OBJECTIVE: Convert the lines from the one containing "field line visible" up to and including the one containing "[409, 197, 501, 288]" into a numbered list, leaving out any blank lines.

Entries for labeling with bounding boxes:
::::::::::
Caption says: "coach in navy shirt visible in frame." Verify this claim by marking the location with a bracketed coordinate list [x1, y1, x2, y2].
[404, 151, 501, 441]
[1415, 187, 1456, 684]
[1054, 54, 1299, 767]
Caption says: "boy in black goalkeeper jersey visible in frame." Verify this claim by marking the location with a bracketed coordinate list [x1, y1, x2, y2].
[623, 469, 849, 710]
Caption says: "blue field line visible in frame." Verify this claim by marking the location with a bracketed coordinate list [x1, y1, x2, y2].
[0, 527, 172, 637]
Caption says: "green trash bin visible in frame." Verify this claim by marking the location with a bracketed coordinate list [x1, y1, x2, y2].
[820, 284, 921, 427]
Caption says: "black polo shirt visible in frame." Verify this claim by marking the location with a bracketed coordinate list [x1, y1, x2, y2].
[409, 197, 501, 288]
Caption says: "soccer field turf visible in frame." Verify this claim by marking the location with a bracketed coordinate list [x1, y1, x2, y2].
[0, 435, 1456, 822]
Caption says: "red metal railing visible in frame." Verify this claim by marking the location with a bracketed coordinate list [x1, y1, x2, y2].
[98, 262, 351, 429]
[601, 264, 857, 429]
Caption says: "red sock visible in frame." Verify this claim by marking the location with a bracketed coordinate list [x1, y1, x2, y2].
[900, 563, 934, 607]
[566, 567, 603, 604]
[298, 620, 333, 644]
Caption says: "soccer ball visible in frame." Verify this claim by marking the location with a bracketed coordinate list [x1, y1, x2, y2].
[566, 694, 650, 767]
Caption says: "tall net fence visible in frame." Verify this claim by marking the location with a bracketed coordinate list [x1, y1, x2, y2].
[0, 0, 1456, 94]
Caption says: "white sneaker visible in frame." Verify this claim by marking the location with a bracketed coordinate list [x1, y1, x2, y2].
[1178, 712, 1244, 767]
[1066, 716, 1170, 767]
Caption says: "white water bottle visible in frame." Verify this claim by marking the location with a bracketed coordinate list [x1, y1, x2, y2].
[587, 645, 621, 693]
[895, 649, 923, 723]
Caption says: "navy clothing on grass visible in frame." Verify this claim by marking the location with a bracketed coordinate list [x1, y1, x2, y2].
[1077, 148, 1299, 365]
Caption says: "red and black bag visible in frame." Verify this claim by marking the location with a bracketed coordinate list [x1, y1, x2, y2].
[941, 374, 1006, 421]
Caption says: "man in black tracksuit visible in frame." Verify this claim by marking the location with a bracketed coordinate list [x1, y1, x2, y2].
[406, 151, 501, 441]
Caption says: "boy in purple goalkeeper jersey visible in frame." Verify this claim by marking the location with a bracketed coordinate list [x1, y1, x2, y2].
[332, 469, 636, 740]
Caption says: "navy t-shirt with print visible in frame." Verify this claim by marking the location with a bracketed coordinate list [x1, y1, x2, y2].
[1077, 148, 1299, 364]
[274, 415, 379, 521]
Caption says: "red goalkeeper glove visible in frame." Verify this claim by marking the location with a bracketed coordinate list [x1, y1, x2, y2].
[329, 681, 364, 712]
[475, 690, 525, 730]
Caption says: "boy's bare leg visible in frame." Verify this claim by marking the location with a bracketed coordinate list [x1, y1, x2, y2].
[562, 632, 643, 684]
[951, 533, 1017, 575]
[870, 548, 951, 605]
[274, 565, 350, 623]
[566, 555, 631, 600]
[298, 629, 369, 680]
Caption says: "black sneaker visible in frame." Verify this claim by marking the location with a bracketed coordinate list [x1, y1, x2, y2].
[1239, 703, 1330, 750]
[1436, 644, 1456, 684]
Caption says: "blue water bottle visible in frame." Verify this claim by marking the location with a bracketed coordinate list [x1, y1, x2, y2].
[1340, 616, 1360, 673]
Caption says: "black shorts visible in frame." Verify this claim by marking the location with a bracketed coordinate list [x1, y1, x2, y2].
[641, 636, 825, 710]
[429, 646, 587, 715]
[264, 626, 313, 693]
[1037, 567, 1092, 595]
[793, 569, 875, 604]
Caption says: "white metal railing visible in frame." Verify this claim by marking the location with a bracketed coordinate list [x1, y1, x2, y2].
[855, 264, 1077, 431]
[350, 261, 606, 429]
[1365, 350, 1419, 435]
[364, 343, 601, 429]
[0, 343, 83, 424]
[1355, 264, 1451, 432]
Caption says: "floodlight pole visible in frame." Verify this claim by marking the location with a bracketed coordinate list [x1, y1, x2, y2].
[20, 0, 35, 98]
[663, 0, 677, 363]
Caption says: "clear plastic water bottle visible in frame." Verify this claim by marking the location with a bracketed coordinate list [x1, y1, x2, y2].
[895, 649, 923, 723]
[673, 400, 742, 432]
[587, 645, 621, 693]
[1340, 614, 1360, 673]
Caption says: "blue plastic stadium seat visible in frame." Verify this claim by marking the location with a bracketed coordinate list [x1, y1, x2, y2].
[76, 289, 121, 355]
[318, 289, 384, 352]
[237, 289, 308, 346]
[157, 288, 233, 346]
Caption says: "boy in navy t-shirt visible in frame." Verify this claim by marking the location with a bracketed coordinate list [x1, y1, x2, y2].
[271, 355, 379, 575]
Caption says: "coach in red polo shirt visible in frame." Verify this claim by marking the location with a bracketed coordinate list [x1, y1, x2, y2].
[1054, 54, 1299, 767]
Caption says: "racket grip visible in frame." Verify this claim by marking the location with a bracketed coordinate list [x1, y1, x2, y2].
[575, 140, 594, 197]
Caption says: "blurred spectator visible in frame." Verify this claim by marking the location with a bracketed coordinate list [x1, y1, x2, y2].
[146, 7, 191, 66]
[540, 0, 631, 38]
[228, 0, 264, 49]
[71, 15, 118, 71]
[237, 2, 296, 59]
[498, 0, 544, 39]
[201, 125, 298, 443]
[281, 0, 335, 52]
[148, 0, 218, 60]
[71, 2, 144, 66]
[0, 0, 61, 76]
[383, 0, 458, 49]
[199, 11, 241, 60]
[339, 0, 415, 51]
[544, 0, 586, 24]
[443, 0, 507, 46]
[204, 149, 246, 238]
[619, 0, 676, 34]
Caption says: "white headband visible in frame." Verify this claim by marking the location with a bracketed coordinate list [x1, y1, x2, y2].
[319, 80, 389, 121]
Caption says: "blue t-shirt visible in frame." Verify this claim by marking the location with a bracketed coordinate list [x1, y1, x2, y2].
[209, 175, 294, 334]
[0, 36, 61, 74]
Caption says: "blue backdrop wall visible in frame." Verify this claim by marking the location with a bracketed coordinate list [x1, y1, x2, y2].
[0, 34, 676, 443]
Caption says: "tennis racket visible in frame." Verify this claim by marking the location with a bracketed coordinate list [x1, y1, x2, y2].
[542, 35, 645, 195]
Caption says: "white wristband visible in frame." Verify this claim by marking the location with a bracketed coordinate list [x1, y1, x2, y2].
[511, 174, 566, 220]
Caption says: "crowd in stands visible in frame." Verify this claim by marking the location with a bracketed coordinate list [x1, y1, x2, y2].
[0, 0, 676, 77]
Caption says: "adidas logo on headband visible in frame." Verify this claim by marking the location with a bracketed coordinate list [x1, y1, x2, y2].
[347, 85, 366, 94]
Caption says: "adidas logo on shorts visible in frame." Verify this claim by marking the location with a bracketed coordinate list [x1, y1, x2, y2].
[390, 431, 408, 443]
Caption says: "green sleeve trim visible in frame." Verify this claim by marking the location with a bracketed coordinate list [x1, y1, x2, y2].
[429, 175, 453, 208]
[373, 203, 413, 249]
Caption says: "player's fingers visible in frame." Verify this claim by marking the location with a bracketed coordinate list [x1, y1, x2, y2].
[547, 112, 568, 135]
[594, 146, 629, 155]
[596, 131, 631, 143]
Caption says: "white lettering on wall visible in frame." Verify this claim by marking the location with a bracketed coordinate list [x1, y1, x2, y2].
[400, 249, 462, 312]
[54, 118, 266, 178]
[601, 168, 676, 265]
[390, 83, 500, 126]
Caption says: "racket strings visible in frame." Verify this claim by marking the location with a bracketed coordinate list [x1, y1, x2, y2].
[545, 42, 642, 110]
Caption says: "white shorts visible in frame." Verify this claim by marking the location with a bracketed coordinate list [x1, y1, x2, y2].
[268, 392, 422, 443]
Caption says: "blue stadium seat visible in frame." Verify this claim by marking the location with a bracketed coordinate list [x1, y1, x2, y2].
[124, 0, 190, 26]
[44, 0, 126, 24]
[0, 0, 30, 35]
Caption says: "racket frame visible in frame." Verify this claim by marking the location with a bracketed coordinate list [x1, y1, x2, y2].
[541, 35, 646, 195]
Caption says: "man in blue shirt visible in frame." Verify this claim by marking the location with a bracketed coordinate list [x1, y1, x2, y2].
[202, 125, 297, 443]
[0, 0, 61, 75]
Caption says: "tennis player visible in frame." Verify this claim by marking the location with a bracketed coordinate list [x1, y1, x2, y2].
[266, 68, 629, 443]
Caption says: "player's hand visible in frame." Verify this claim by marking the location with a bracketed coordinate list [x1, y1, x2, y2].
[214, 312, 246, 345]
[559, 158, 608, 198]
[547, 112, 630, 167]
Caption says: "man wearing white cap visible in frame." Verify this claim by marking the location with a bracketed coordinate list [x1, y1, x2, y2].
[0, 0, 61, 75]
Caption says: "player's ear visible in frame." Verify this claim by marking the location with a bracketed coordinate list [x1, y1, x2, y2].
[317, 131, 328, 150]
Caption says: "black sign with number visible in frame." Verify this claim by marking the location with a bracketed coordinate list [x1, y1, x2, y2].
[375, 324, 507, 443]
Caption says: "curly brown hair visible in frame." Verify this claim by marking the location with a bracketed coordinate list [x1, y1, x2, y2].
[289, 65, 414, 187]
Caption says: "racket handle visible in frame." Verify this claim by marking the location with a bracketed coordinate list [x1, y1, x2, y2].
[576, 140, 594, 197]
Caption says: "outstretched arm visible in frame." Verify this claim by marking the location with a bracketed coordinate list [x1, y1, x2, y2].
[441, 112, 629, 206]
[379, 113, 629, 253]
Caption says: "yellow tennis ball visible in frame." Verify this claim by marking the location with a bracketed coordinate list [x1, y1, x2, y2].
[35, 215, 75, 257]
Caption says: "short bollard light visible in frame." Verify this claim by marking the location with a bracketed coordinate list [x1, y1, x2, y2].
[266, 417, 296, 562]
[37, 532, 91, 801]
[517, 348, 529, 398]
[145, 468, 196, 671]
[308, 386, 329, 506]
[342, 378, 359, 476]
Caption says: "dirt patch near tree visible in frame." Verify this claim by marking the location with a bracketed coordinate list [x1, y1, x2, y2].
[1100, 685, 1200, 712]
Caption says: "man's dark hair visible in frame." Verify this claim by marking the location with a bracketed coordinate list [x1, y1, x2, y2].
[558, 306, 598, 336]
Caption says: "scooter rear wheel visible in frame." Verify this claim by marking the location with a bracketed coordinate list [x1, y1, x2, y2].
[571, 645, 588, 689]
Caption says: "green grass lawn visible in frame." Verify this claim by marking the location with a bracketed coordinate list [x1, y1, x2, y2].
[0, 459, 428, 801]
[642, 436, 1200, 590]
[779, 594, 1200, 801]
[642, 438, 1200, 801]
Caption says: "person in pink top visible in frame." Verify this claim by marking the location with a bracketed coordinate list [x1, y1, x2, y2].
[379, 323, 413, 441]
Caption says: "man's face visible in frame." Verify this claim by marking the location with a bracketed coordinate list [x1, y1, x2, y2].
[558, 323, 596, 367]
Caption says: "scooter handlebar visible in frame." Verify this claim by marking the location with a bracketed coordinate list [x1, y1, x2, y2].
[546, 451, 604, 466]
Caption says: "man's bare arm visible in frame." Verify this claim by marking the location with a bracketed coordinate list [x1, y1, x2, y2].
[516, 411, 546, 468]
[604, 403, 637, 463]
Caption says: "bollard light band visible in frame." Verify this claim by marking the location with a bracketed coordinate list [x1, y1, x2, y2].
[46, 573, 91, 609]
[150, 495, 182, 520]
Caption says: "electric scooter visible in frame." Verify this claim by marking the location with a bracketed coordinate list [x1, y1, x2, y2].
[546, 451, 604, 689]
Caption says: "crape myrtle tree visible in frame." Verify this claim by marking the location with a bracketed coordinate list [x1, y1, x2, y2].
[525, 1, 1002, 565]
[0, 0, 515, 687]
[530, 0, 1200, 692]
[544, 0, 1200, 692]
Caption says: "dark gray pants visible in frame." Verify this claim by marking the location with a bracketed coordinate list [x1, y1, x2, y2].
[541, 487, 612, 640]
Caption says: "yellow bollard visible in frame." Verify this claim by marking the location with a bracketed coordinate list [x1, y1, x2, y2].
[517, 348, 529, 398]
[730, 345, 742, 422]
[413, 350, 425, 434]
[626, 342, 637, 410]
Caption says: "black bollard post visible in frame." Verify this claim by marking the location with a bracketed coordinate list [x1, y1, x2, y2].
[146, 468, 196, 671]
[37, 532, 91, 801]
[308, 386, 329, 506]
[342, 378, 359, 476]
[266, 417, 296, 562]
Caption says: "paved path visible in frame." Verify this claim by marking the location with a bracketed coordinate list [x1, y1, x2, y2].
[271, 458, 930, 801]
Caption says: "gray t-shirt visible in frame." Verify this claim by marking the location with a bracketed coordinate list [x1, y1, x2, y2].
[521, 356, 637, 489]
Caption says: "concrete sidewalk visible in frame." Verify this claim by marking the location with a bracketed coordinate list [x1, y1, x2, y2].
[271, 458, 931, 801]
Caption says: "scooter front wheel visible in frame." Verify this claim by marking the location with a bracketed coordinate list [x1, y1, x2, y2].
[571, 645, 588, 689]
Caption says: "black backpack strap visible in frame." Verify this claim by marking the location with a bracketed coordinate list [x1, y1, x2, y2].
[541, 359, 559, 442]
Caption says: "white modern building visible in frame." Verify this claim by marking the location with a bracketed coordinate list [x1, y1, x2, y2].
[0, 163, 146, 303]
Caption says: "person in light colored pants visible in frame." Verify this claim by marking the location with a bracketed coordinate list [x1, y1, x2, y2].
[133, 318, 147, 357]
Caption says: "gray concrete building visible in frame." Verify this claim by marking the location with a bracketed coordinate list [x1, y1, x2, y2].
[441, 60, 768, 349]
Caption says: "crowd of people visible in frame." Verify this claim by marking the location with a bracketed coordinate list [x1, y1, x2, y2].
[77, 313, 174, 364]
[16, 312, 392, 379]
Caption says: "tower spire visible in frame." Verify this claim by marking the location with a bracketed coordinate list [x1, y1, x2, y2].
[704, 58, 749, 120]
::::::::::
THE OUTPUT:
1. Caption says: "blue field line visible in frame." Verify this claim by marking the location with a bracketed coordinate list [x1, y1, x2, y2].
2. [0, 527, 172, 637]
3. Caption says: "green trash bin visible in frame." Verify this claim by marking the location with a bracketed coordinate list [x1, y1, x2, y2].
4. [820, 284, 921, 427]
5. Caption says: "black polo shirt visible in frame." Verify this claim by marking the location with a bracketed coordinate list [x1, y1, x2, y2].
6. [409, 197, 501, 288]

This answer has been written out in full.